Working data
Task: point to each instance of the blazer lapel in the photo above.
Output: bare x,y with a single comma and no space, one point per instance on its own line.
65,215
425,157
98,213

What to produce
With the line containing "Output: bare x,y" as the first and the last line above as the final one, copy those lines exactly and no others.

Answer
Output: bare x,y with a single comma and no space, one point per instance on its own line.
65,215
425,157
98,213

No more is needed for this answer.